> WHAT THE TASK REQUIRES
Return every line of the records that contains the word "boat". Case counts.

> GIVEN RECORDS
________________________
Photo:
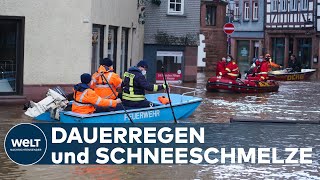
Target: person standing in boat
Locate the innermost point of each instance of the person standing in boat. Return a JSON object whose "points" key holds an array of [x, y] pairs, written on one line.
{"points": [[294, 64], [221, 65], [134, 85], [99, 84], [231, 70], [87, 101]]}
________________________
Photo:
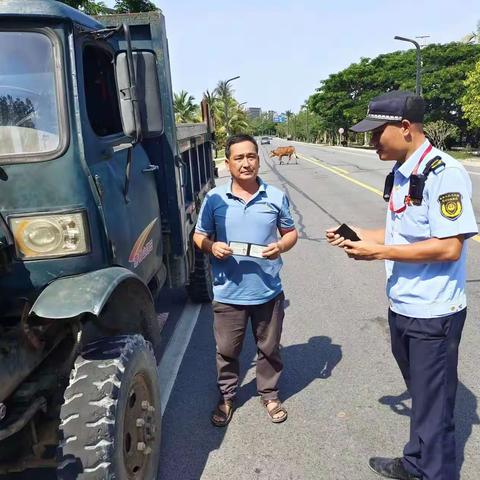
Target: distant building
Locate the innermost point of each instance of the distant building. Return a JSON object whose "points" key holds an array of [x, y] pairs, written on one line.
________________________
> WRITTEN REPLY
Target: person standing in boat
Locate the innermost point of each instance of the person standing in boat. Return a JSON object whose "points" key holds an array of [x, y] pairs, written on one line.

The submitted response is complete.